==== Passage

A dry forecast on my birthday provided a great excuse to head out on our November hike. We had an unusually loose plan for this outing which consisted of a stop at the Clay Creek Trail followed by a visit to the Fern Ridge Wildlife Area with a third possible stop at Meadowlark Prairie. While the 2 mile hike on the Clay Creek Trail was covered in Sullivan’s “100 Hikes/Travel Guide Oregon Coast & Coast Range” we had very little information on the Fern Ridge Wildlife Area. There was enough information available on line to know that it was open to hiking but it was unclear just how long of a hike was possible which is why we were keeping the option of Meadowlark Prairie on the table. The mostly paved 14 mile long Fern Ridge Path passes along Meadowlark Prairie on its way into Eugene, OR which would have provided some extra hiking time if we’d felt that we needed it.
We started our morning by driving to the BLM managed Clay Creek Recreation Site. The hike here is one of two hike Sullivan lists under his Siuslaw Ridge Trails entry (featured hike #65, 4th edition). We had done the other hike at nearby Whittaker Creek in 2016 (post) and while we considered that earlier hike enough to check off the featured hike from our list completed this second short hike would complete it. We parked at a small pullout on the south side of the Siuslaw River.
The trailhead sign for the Clay Creek Trail is ahead on the opposite side of the road.

========

→ **Tasks and exercises**
1 – Write out a portion of the hike account word for word, beginning at the words "We started our" and stopping after "of the road.".
2 – According to the hike account, how long is the Fern Ridge Path?

==== Raw data

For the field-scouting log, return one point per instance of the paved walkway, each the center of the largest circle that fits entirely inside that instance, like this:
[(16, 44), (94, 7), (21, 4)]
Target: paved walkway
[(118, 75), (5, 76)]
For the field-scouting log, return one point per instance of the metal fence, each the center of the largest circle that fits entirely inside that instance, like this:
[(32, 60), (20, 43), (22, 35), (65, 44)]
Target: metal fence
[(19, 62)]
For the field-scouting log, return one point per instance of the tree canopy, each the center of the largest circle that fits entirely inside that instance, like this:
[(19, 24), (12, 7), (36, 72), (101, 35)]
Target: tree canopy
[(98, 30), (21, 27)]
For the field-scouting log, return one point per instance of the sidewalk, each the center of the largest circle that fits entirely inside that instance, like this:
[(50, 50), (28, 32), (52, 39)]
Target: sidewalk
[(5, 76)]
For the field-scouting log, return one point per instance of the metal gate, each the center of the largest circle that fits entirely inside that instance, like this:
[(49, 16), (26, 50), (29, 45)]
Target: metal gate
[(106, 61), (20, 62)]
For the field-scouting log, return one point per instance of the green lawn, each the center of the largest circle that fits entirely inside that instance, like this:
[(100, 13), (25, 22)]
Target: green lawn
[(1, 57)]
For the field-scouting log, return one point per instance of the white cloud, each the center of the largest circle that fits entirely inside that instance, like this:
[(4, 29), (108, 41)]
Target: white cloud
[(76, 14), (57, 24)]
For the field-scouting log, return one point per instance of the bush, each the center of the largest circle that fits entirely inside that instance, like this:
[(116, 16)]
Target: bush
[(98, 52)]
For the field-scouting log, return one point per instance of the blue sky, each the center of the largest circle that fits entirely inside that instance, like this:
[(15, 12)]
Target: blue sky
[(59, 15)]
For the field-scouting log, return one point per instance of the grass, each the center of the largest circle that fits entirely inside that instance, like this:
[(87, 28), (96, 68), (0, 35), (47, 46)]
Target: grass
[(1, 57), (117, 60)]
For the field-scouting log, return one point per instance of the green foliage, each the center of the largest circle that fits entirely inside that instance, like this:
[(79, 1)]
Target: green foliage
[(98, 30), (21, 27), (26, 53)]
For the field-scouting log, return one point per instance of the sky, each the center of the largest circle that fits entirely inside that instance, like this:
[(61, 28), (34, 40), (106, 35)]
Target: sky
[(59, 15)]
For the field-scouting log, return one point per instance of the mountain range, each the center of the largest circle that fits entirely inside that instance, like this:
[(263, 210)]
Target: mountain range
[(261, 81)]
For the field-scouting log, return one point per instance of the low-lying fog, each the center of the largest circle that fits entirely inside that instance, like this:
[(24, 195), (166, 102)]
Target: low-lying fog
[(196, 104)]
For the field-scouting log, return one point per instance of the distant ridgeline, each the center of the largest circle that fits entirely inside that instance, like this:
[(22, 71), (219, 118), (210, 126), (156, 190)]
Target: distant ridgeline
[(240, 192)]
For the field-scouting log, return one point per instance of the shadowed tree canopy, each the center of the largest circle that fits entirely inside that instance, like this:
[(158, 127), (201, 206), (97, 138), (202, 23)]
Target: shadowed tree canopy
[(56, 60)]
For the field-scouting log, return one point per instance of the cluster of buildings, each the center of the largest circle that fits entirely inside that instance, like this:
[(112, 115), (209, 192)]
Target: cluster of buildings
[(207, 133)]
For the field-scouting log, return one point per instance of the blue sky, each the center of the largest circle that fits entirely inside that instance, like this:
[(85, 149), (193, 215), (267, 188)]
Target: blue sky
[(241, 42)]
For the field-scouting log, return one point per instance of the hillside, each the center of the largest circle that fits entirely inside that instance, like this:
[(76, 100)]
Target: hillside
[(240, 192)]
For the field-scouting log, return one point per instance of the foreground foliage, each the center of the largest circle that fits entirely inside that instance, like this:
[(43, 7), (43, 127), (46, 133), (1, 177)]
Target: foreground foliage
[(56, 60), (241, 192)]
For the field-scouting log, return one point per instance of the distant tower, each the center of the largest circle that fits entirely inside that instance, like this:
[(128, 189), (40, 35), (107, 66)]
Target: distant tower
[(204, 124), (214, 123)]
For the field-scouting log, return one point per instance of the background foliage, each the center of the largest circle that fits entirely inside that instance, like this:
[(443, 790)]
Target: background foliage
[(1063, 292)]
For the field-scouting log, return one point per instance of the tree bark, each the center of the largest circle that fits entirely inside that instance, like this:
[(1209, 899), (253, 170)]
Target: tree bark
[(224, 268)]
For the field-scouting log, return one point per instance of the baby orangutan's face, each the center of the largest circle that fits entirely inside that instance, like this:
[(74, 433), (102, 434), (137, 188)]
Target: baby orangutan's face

========

→ **Exercise results**
1 –
We started our morning by driving to the BLM managed Clay Creek Recreation Site. The hike here is one of two hike Sullivan lists under his Siuslaw Ridge Trails entry (featured hike #65, 4th edition). We had done the other hike at nearby Whittaker Creek in 2016 (post) and while we considered that earlier hike enough to check off the featured hike from our list completed this second short hike would complete it. We parked at a small pullout on the south side of the Siuslaw River.
The trailhead sign for the Clay Creek Trail is ahead on the opposite side of the road.

2 – 14 miles